(TASK A):
In the playwright profile, restate everything from "Childhood memories aside, Gavin" down to "later this year.", substituting "New Voices" for "Stablemates".
(TASK B):
According to the playwright profile, how old is Jonathan Gavin?

(SOURCE PASSAGE):
David Williamson is probably Australia's best playwright, and
certainly the most well-known. It's not always that his plays are works of creative
genius, but he knows how to connect with an audience so well that his work has been the
bread and butter for some of our biggest theatre companies for longer than most care to
remember.
As Williamson's career winds down (though he uses the word retirement like it's
going out of fashion), a new generation of playwrights must emerge, particularly to ensure
Australian-made content remains in our theatres. Meet Jonathan Gavin - the 34-year-old
Sydney-sider, who started his passion for writing at an extremely young age, devising
plays with his sister.
"In the first one I remember, Little Red Riding Hood did battle with a witch who was
killing children by poisoning their Coca-Cola," Gavin said.
"We followed up that runaway success with a sequel in which Little Red Riding
Hood did battle with the Easter Bunny, who was killing children by poisoning their Easter
eggs. We eventually moved on from the poisoning theme, but it was a beauty because it
meant that we got to do all sorts of dramatic deaths in the performances."
Childhood memories aside, Gavin has developed into one of the country's top
emerging playwrights, and his latest work Tiger Country plays as part of the
Griffin Theatre Company's Stablemates program later this year.
"Tiger Country is three plays in one," Gavin explains.
"First, it's a Christmas comedy set in the outskirts of Sydney. Second, it's a family
drama concerning the rivalry between three brothers and their wives. And third, it's a
satirical meditation on certain trends I think I see in the world. I can't help but think
that we are becoming more insular, more selfish, and we are taking less and less
responsibility for the consequences of our actions. The family in the play is one in which
what's right is less important than what can be got away with."
One thing you can say about those working in the theatre industry is that money
isn't foremost in their minds. After all, no matter what level of the industry you work
in, big cheques are a rarity.
Gavin fits the bill perfectly.
"I'm not in any way a careerist and I don't care much about money, so the
biggest difficulties I face as a playwright are creative," he said.
"I constantly run up against my own desire to be better than I am. The
solitude required for writing often means I don't answer the phone or check my emails,
which can be frustrating for other people. And then, again, there's that wish that I were
better than I am."
Gavin has benefited from Sydney's encouraging independent theatre scene, which just
happened to be finding its feet when he hit the scene a decade ago. It tied in well in
building his knowledge as a playwright, and his CV as an actor, which he is equally
passionate about.
"When I finished WAAPA at the end of 1998, the TRS was only a year old, there
was no B Sharp, the Darlinghurst Theatre Company was still in the Wayside Chapel, and in
January there was the Sydney Fringe Festival," he said.

(DATA EXCERPT):

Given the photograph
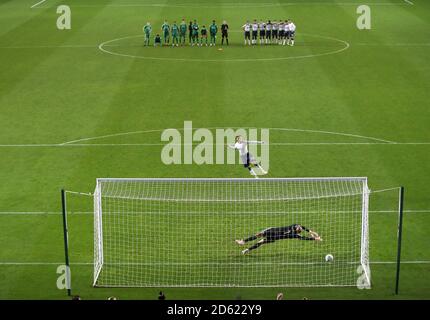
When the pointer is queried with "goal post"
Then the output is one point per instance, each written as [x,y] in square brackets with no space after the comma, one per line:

(RIGHT ANSWER A):
Childhood memories aside, Gavin has developed into one of the country's top
emerging playwrights, and his latest work Tiger Country plays as part of the
Griffin Theatre Company's New Voices program later this year.

(RIGHT ANSWER B):
He is 34 years old.